▶ **PROBLEM REQUIREMENTS**
Would you reproduce the listing exactly, leaving nothing out?

▶ **DATA UNDER STUDY**

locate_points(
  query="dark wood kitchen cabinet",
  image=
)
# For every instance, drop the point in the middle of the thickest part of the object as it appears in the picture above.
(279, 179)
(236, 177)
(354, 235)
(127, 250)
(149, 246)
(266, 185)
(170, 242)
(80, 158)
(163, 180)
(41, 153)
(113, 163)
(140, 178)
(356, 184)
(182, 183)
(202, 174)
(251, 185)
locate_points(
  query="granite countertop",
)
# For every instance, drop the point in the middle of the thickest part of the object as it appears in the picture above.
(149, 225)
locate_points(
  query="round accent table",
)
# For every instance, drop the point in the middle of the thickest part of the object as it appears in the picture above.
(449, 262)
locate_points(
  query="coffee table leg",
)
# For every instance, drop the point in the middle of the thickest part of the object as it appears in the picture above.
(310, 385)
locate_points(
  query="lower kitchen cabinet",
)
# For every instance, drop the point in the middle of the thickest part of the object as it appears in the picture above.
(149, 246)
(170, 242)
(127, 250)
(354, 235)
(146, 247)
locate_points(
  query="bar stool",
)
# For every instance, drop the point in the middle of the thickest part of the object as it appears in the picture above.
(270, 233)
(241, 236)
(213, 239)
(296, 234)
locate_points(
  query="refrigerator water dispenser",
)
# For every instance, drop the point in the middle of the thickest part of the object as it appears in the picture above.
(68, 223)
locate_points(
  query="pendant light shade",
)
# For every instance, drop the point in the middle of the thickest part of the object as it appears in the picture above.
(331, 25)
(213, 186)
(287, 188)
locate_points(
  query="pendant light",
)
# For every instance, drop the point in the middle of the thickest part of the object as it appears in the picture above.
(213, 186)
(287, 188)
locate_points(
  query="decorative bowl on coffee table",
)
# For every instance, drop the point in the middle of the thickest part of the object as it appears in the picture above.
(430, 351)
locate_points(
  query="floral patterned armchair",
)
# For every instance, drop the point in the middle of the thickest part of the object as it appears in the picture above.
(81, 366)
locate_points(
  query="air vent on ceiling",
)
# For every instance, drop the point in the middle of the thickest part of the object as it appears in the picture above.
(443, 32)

▶ **TASK RESPONSE**
locate_points(
  query="dark wood kitchen cabinet",
  image=
)
# For every instance, drop the point in the middle of the thickest part of the object as it appears in the picture above.
(279, 179)
(236, 177)
(354, 235)
(127, 250)
(149, 246)
(266, 185)
(170, 242)
(80, 158)
(163, 180)
(41, 153)
(113, 163)
(140, 178)
(356, 184)
(182, 183)
(202, 174)
(251, 185)
locate_points(
  query="granite countertop",
)
# For every instance, drop the point in the middle of the thickest part of the object as it appears in the picture above.
(149, 225)
locate_points(
  query="round accent table",
)
# For every instance, drop the point in the middle of the thickest part of the object as it appears in the picture above.
(449, 262)
locate_points(
  query="coffee table leg",
)
# For every instance, drop the point in the middle of the thickest part of the object as it appears in the picture above.
(310, 385)
locate_points(
  query="lower kitchen cabinet",
)
# For every instance, drop the point in the middle of the thickest part of the object as it appears in the picture above.
(149, 246)
(170, 242)
(127, 250)
(354, 235)
(146, 247)
locate_points(
  query="bar stool",
)
# For every instance, drop the point in the middle of the thickest part of the object as it appears in the picture above.
(270, 233)
(241, 236)
(213, 239)
(296, 234)
locate_points(
  query="refrigerator water dispenser",
)
# For every instance, drop the point in the middle of the thickest part of the object as it appears in the picture above.
(68, 223)
locate_points(
  query="pendant light shade",
)
# For every instance, drop the point in the middle of the thickest part of the object as it appears in the picture above.
(331, 25)
(213, 186)
(287, 188)
locate_points(
  query="pendant light",
)
# For every instance, drop the point in the middle of the thickest part of the object as it appears in the picture above.
(213, 186)
(287, 188)
locate_points(
  query="decorative bowl on coffee table",
)
# For every instance, drop the point in the middle of the thickest part of the object as it appears in the picture above.
(430, 351)
locate_points(
  query="floral patterned armchair",
)
# For every instance, drop the point in the middle of the thickest part of the object as it appears in the picture above.
(81, 366)
locate_points(
  query="air vent on ceiling",
)
# For every instance, drop the point in the middle of the thickest part of the object as it appears in the picture above.
(443, 32)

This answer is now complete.